### ASSIGNMENT
Leave the images aside and output every entry exactly.

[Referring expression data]
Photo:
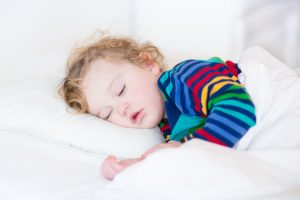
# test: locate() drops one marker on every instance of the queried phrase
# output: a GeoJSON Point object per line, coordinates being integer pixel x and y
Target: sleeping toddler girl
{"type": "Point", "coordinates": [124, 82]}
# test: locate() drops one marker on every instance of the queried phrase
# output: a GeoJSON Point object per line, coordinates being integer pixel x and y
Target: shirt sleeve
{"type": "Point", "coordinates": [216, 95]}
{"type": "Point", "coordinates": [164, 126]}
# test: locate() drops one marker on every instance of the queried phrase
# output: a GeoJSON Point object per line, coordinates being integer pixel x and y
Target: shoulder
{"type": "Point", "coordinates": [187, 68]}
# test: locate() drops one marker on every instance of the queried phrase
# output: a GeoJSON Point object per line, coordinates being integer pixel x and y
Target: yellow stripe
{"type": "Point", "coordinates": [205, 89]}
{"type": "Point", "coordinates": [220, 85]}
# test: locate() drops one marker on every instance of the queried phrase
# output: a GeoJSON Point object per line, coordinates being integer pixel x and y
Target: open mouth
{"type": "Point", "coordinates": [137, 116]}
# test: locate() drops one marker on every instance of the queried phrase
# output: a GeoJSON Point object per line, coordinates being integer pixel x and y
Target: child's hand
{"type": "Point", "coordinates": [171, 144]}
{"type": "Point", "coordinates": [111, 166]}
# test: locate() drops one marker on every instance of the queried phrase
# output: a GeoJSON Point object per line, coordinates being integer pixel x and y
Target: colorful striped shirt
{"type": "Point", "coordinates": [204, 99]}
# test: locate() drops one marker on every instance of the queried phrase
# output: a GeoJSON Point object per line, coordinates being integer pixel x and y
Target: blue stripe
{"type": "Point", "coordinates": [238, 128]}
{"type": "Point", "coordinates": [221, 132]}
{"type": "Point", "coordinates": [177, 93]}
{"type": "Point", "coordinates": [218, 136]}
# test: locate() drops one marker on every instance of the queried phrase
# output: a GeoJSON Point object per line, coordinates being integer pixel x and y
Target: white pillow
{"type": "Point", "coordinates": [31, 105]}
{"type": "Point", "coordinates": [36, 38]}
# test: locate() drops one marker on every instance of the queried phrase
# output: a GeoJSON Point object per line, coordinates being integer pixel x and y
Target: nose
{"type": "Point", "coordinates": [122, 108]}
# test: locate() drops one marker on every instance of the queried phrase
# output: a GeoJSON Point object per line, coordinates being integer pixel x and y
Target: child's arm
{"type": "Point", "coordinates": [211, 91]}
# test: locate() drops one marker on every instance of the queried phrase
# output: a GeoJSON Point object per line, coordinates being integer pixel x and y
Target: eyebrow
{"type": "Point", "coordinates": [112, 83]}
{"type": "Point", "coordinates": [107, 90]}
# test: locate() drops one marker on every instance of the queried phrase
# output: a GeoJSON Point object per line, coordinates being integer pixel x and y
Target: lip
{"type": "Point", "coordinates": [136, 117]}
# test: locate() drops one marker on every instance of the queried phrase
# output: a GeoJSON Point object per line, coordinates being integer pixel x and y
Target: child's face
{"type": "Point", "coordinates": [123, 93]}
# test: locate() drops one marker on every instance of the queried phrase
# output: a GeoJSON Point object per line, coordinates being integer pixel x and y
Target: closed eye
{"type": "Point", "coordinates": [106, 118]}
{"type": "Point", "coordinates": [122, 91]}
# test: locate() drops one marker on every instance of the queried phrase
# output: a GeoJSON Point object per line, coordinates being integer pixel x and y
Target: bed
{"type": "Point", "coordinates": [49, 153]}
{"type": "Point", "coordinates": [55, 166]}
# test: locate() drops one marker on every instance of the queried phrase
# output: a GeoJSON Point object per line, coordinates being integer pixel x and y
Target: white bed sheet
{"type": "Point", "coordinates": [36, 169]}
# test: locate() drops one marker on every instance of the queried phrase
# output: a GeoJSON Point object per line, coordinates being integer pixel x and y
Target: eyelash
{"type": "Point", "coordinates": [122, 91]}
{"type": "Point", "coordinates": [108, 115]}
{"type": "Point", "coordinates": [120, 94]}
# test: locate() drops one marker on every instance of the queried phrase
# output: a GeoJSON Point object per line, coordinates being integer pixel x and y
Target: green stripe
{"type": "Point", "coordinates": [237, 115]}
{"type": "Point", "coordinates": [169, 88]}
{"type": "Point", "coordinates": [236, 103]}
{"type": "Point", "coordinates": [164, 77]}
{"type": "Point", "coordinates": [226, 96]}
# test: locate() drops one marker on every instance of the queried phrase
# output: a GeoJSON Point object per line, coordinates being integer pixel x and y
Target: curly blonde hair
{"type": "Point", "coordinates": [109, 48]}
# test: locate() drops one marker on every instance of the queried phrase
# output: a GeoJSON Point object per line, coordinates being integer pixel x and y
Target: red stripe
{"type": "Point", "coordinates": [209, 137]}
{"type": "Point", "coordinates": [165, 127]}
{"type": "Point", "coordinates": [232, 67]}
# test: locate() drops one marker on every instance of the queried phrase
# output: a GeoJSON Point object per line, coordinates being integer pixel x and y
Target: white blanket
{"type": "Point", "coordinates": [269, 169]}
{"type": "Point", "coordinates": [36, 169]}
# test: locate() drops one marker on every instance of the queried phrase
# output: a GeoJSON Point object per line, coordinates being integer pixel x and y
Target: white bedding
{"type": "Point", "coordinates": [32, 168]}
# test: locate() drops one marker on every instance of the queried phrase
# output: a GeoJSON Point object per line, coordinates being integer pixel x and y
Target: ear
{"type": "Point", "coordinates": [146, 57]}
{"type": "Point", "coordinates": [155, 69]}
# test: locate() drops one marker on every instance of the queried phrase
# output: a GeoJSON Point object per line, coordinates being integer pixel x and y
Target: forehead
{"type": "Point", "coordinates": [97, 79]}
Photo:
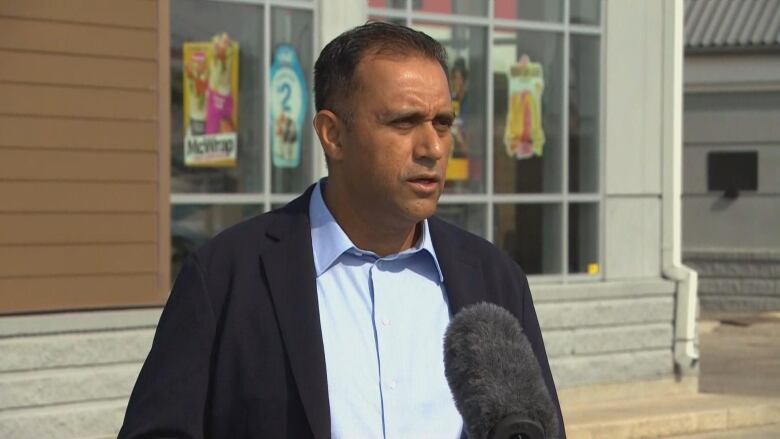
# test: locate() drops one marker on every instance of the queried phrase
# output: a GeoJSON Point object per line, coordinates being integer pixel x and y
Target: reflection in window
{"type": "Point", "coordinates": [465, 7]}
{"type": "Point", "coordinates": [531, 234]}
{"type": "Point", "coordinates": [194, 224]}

### RESULT OF THIS EXERCISE
Photo:
# test: locate() drops one marker on every instance of the queried phrase
# output: a GeoJSON Point object per line, coordinates being integer pixel x and y
Target: sleeping toddler girl
{"type": "Point", "coordinates": [124, 82]}
# test: locate() drops one marker on every instance of the queried phrase
# output: a GeoJSON Point object per line, coordinates being integer pixel x and y
Target: shirt sleeve
{"type": "Point", "coordinates": [216, 95]}
{"type": "Point", "coordinates": [164, 126]}
# test: locate() drops one marker on every instance of the queried phrase
# output: a GeoJSON Point object per line, coordinates being integer pixel x and y
Target: shoulder
{"type": "Point", "coordinates": [187, 68]}
# test: locate() drops one marker on every instance of the queried phrase
# output: a GeoJSON Point object per line, coordinates being integer pixel x and y
Target: yellow stripe
{"type": "Point", "coordinates": [205, 89]}
{"type": "Point", "coordinates": [220, 85]}
# test: locate() drops one marker on every instance of the queried phrase
# output: a GeoJSON Point object per line, coordinates being integer pixel x and y
Target: open mouth
{"type": "Point", "coordinates": [137, 116]}
# test: locate() drops one marker on every instance of the queried phrase
# output: a GeoJSON Point object per line, coordinates being integer pixel x and y
Target: child's hand
{"type": "Point", "coordinates": [171, 144]}
{"type": "Point", "coordinates": [111, 166]}
# test: locate() drops one marker on every instance of the queried phrase
# output: a GeoJSON Point object per line, coordinates being integer pixel x and y
Target: colorful striped shirt
{"type": "Point", "coordinates": [204, 99]}
# test: locate() drops one marker on every instance of the queried phrase
# output: a GeoJSON Point object per line, coordinates being integer pixel x and y
Target: blue stripe
{"type": "Point", "coordinates": [238, 128]}
{"type": "Point", "coordinates": [221, 132]}
{"type": "Point", "coordinates": [177, 93]}
{"type": "Point", "coordinates": [218, 136]}
# test: locate() drops one marker on every instance of the queried phrase
# output: a GeoJSON Point object per line, coordinates being integer pixel x and y
Target: white pillow
{"type": "Point", "coordinates": [31, 105]}
{"type": "Point", "coordinates": [36, 38]}
# test: locate() drops one marker on every instance of the queried phrase
# output: a GeoJSON Point object per line, coordinates being integer pixel x and y
Target: nose
{"type": "Point", "coordinates": [122, 108]}
# test: locate() drops one marker on every instance of the queried phrase
# output: a GeoJSON Point object per line, coordinates being integer pixel x and y
Target: child's arm
{"type": "Point", "coordinates": [211, 91]}
# test: locate() drops one marker on every instance of the queried phrase
# output: a GeoJSON Point object per line, coordinates being integer pixel x and y
Target: eyebrow
{"type": "Point", "coordinates": [112, 83]}
{"type": "Point", "coordinates": [107, 90]}
# test: locate() drops one marker on every instance of the queried phrase
# output: a GeoJSON Point object per line, coordinates being integer pixel x and y
Target: lip
{"type": "Point", "coordinates": [136, 117]}
# test: locate() drops one marker on every instance of the queried phrase
# output: a GeoJSON Point object per line, coordinates being integer pixel x and y
Target: child's face
{"type": "Point", "coordinates": [123, 93]}
# test: locate() drops one marker on every instance of the queried phrase
# output: a GeoJSON Point object per line, coordinates being integer pixel x and y
Target: closed eye
{"type": "Point", "coordinates": [106, 118]}
{"type": "Point", "coordinates": [122, 91]}
# test: locate() drops one marker on every instance of the queried phrase
# output: a GeoJSON Point object per line, coordinates being integer pixel x and y
Target: bed
{"type": "Point", "coordinates": [49, 153]}
{"type": "Point", "coordinates": [55, 166]}
# test: locate() drops one marker on every instance of the queried phrase
# output: a GeoJSON Point object per line, coordinates being integer pixel x and y
Target: white bed sheet
{"type": "Point", "coordinates": [36, 169]}
# test: locate() drops one marker on every instance of the queried phrase
# output: a GeoJSON Point object per line, coordinates being integer pixel x and y
Target: eyelash
{"type": "Point", "coordinates": [122, 91]}
{"type": "Point", "coordinates": [108, 115]}
{"type": "Point", "coordinates": [120, 94]}
# test: locate() drops one marker on every instance of the queried phrase
# output: a GeoJSON Point object per line, coordinates being integer pixel x and y
Target: green stripe
{"type": "Point", "coordinates": [237, 115]}
{"type": "Point", "coordinates": [169, 88]}
{"type": "Point", "coordinates": [236, 103]}
{"type": "Point", "coordinates": [164, 77]}
{"type": "Point", "coordinates": [226, 96]}
# test: locate() drops one marker on every instance of the queried phrase
# output: a GeoJSON Point object per line, coordinates being integer pixel x and y
Target: curly blonde hair
{"type": "Point", "coordinates": [109, 48]}
# test: locate() drops one marker on every instance of the queried phrase
# output: a GeoJSON Point object per line, coordinates being integer pixel x and y
Target: red stripe
{"type": "Point", "coordinates": [209, 137]}
{"type": "Point", "coordinates": [165, 127]}
{"type": "Point", "coordinates": [232, 67]}
# test: locate() drops one marker on every instance of the queried phrase
# output: a GeoJSON Point object per line, coordinates being integer pixel x and y
Target: white blanket
{"type": "Point", "coordinates": [269, 169]}
{"type": "Point", "coordinates": [36, 169]}
# test: locate() drops one marker on every instance of the queried phrase
# output: a GeoJSON Point object per line, coordinates being integer pixel x and y
Target: white bedding
{"type": "Point", "coordinates": [32, 168]}
# test: locate() drops one marker on every instance of the queried phrase
# output: a GeoJSON Point object per line, coordinates being integer pixel x and y
Target: ear
{"type": "Point", "coordinates": [146, 57]}
{"type": "Point", "coordinates": [155, 69]}
# test: locate() drops one marker on every instance of the queried phrase
# output: a GeoJSON Point object per line, coordinates being integer pixel x and y
Target: forehead
{"type": "Point", "coordinates": [97, 79]}
Photo:
# test: locate() drops one marker on every instance of the queried phrase
# output: a GeoJSON Point object per line, coordinates being integer pixel x and y
Target: reflection in window
{"type": "Point", "coordinates": [465, 7]}
{"type": "Point", "coordinates": [531, 234]}
{"type": "Point", "coordinates": [194, 224]}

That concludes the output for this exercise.